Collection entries
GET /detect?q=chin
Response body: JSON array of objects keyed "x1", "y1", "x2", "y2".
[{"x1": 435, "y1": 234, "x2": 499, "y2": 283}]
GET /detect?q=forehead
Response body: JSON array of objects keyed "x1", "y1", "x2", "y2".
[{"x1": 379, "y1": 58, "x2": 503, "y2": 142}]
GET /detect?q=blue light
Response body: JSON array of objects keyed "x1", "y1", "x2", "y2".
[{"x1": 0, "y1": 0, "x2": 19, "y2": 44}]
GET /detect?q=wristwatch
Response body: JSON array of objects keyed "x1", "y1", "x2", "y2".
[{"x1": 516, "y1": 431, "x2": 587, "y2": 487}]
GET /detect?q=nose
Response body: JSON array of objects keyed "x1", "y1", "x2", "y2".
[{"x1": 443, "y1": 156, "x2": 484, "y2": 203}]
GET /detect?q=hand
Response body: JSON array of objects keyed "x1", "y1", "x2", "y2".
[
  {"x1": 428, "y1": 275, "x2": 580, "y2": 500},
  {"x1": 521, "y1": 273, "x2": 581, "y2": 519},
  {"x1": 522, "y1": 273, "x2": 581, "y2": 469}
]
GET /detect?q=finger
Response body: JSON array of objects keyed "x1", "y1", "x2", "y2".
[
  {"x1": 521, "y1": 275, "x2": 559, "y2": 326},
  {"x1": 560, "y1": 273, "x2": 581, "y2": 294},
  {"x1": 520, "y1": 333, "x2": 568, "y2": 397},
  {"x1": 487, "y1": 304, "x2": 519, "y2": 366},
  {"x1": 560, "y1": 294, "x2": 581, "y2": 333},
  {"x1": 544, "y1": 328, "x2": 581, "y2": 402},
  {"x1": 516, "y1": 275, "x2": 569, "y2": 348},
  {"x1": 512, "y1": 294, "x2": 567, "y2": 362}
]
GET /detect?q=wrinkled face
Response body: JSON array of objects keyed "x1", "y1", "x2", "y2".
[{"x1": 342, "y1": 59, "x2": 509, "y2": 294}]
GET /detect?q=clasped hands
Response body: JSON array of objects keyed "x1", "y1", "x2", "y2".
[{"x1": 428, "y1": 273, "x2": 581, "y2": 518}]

AIM OF THE TASK:
Edit the lines from the one that has "GET /detect?q=nose" through the last line, putting "JSON list" wherever "JSON array" appears and changing nothing else. Return only those lines.

EXPECTED ANSWER:
GET /detect?q=nose
Response body: JSON list of objects keyed "x1", "y1", "x2", "y2".
[{"x1": 443, "y1": 156, "x2": 484, "y2": 203}]
GET /detect?q=hand
Response body: JSON list of objects keyed "x1", "y1", "x2", "y2".
[
  {"x1": 428, "y1": 275, "x2": 580, "y2": 500},
  {"x1": 521, "y1": 273, "x2": 581, "y2": 519},
  {"x1": 522, "y1": 273, "x2": 581, "y2": 469}
]
GET /detect?q=finger
Response body: JSON list of objects keyed "x1", "y1", "x2", "y2".
[
  {"x1": 521, "y1": 275, "x2": 559, "y2": 326},
  {"x1": 560, "y1": 273, "x2": 581, "y2": 294},
  {"x1": 520, "y1": 333, "x2": 568, "y2": 397},
  {"x1": 487, "y1": 304, "x2": 519, "y2": 366},
  {"x1": 560, "y1": 294, "x2": 581, "y2": 333},
  {"x1": 544, "y1": 328, "x2": 581, "y2": 402},
  {"x1": 516, "y1": 275, "x2": 569, "y2": 348},
  {"x1": 512, "y1": 294, "x2": 567, "y2": 362}
]
GET /detect?q=wrinkled face
Response body: JSON list of objects keyed "x1", "y1", "x2", "y2".
[{"x1": 342, "y1": 59, "x2": 509, "y2": 294}]
GET /detect?q=clasped hands
Response body: JSON list of objects keyed "x1", "y1", "x2", "y2".
[{"x1": 428, "y1": 273, "x2": 581, "y2": 518}]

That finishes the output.